* [INFORMATION PROVIDED]
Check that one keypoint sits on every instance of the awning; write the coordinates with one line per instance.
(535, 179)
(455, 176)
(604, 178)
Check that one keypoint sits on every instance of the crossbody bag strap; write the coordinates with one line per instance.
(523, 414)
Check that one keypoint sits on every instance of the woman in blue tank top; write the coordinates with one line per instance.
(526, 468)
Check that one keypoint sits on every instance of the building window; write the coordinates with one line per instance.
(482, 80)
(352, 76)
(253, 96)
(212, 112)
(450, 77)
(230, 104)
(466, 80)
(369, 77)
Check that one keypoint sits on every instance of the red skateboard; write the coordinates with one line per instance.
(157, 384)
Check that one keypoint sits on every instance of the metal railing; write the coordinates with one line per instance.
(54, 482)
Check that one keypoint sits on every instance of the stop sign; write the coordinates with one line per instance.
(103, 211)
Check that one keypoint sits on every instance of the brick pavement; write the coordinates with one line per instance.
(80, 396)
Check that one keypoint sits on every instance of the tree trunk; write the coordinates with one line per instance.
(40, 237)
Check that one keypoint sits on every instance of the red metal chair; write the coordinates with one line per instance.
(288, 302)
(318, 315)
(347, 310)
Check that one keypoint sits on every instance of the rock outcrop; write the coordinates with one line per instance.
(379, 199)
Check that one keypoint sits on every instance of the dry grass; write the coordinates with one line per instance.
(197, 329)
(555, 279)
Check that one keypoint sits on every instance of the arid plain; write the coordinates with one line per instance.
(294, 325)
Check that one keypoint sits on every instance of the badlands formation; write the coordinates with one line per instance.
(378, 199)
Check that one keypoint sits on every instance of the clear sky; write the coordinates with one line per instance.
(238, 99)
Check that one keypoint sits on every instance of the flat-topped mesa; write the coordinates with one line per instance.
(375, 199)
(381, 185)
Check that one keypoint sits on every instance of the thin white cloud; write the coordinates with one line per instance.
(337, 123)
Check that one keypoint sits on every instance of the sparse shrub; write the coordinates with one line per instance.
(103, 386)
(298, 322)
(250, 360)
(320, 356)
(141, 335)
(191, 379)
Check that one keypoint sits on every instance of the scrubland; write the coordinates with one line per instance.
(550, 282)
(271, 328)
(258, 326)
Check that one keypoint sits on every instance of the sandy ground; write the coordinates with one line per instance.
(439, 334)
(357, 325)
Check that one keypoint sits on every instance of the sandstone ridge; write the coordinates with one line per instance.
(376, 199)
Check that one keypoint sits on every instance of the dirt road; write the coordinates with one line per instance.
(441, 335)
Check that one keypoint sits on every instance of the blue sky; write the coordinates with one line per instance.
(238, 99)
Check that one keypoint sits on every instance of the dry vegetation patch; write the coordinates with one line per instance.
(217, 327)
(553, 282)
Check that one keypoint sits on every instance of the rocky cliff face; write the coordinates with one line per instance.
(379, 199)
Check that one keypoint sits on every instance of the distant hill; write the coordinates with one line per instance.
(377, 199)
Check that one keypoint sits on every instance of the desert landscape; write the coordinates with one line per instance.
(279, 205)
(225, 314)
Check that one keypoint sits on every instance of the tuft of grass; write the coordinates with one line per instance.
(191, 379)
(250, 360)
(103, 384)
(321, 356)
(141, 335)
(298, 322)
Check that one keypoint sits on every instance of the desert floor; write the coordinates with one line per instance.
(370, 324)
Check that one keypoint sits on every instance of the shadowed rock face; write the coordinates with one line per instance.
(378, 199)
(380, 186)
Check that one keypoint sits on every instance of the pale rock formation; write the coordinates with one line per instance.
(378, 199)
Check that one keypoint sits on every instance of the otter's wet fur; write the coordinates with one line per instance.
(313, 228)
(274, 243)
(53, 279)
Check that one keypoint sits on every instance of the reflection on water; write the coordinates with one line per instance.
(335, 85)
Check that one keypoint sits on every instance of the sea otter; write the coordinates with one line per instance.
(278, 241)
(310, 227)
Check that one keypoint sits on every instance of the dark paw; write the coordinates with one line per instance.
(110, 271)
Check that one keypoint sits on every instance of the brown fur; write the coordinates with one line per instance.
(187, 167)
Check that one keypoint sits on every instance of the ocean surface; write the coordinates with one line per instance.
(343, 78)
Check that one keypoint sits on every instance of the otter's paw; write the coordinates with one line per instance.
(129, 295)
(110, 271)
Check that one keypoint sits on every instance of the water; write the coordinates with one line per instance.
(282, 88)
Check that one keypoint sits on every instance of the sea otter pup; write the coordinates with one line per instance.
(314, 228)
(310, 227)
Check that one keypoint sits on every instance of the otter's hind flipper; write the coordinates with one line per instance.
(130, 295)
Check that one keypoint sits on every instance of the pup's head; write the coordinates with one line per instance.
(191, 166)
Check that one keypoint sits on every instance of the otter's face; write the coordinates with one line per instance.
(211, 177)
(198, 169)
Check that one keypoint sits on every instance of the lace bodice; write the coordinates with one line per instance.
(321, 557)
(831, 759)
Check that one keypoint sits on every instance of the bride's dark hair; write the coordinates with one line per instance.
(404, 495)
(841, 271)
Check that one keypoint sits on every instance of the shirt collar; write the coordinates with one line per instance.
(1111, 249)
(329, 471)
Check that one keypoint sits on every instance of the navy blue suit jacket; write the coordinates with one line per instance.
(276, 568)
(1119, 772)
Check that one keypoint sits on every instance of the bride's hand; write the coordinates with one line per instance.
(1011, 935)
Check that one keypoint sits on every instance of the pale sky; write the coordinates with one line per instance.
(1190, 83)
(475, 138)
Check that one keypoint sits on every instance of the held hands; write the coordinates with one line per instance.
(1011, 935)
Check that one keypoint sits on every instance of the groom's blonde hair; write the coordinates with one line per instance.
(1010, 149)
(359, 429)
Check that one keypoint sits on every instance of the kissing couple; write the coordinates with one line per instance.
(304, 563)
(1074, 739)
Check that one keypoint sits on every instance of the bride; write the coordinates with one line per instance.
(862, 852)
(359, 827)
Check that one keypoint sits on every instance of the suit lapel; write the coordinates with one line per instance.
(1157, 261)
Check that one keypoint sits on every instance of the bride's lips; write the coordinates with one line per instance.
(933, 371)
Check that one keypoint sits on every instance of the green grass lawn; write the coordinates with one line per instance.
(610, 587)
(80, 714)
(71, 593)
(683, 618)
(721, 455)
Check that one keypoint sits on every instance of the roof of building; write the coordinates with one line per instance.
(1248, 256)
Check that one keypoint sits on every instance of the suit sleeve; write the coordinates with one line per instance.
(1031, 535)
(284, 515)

* [AIM] Give back, unchanged, every line from the one with "Check that one keypoint sits on every instance of the bride;" to the end of the entries above.

* [FINAL ANSWER]
Check that one keypoint sits on every instance of the bride; write the coordinates with one line per instance.
(862, 852)
(359, 827)
Check that one keypoint sits on every instance of the suit lapel; write the coordinates with one line per instance.
(1157, 261)
Check that one keypoint sits on every instance of the bride's lips; write the coordinates with one line per instance.
(933, 371)
Check that one keypoint sits on every instance of the green grass lawn; write the coordinates with one line per instance.
(610, 587)
(80, 714)
(71, 593)
(683, 618)
(721, 455)
Check that one keypoint sits on every instance of the roof of building; write the coordinates with one line per instance.
(1248, 256)
Check that one keypoint sits on every instance of the suit sleeve; write the coordinates with one line per instance.
(1031, 535)
(284, 515)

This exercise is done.